Supplied passage:
++++++++

Anemia Drug May Reduce Heart Attack Damage
EPO protects heart cells from dying, study finds
THURSDAY, Oct. 2, 2003 (HealthDayNews) -- The anemia drug erythropoietin (EPO) may help lessen the effects of heart attack due to ischemia (lack of oxygen) by protecting heart cells from dying.
The finding comes from a Thomas Jefferson University Medical College study in the Oct. 1 issue of the Journal of Clinical Investigation.
The researchers found that animals given a single dose of EPO and then given the equivalent of an ischemic heart attack suffered less severe attacks. That's because EPO somehow reduced programmed cell death in heart cells, the study says.
"As a result, smaller infarcts meant heart function was increased," researcher Walter Koch, director of the Center for Translational Medicine, says in a news release.
Koch says he's not convinced EPO directly affects heart function. Rather, he says, there is simply more good heart muscle left after an ischemic heart attack.
"EPO can protect the ischemic heart. It looks like it is a generalized phenomenon in tissue outside red blood cells," Koch says.
EPO is a naturally occurring hormone that stimulates the body to produce more red blood cells. Giving EPO before a heart attack may be particularly beneficial for patients admitted to hospital with acute coronary syndrome, where ischemia is present but the patients haven't yet suffered a heart attack.
"In these cases, there are opportunities to treat them prophylactically to protect against an ischemic event such as an impending balloon angioplasty procedure. That would be the group to test first," Koch says.

++++++++

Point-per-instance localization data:
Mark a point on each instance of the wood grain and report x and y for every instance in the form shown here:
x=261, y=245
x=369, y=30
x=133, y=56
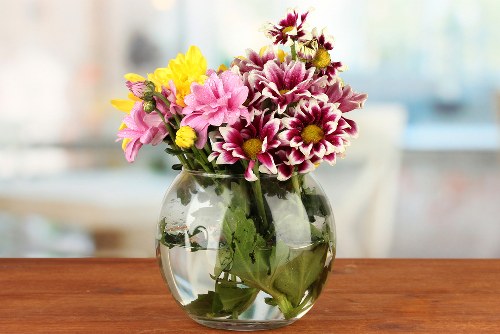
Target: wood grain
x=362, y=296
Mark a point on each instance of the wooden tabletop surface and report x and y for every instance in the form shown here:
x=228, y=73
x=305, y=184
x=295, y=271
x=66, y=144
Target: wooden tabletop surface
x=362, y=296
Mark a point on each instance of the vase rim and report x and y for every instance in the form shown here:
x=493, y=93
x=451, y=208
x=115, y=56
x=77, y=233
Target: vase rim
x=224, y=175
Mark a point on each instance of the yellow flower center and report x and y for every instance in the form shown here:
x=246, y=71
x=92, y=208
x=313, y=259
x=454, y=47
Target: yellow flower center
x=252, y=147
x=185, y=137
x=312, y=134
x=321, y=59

++++++++

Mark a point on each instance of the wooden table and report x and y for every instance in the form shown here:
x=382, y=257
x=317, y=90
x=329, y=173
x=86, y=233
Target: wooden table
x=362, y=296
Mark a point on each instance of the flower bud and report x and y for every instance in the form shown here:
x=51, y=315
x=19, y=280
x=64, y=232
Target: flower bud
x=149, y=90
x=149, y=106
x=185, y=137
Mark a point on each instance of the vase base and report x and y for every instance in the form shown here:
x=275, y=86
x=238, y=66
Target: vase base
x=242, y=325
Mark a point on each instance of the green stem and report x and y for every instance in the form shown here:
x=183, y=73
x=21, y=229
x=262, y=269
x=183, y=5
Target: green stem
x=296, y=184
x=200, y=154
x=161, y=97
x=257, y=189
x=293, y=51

++++++++

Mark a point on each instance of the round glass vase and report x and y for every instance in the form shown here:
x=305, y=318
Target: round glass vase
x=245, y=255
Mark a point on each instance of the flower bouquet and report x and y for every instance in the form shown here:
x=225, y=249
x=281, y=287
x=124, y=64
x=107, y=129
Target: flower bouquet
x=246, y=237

++++++++

Things to do:
A: Name every organization or publication mentioned in the EPO article.
B: Please reproduce the EPO article from "Anemia Drug May" to "a news release.".
C: Render this sentence from the EPO article in Spanish: "EPO is a naturally occurring hormone that stimulates the body to produce more red blood cells."
This data has no connection to the EPO article.

Task results:
A: HealthDayNews, Thomas Jefferson University Medical College, Journal of Clinical Investigation, Center for Translational Medicine

B:
Anemia Drug May Reduce Heart Attack Damage
EPO protects heart cells from dying, study finds
THURSDAY, Oct. 2, 2003 (HealthDayNews) -- The anemia drug erythropoietin (EPO) may help lessen the effects of heart attack due to ischemia (lack of oxygen) by protecting heart cells from dying.
The finding comes from a Thomas Jefferson University Medical College study in the Oct. 1 issue of the Journal of Clinical Investigation.
The researchers found that animals given a single dose of EPO and then given the equivalent of an ischemic heart attack suffered less severe attacks. That's because EPO somehow reduced programmed cell death in heart cells, the study says.
"As a result, smaller infarcts meant heart function was increased," researcher Walter Koch, director of the Center for Translational Medicine, says in a news release.

C: La EPO es una hormona que se produce de forma natural y que estimula al organismo a producir más glóbulos rojos.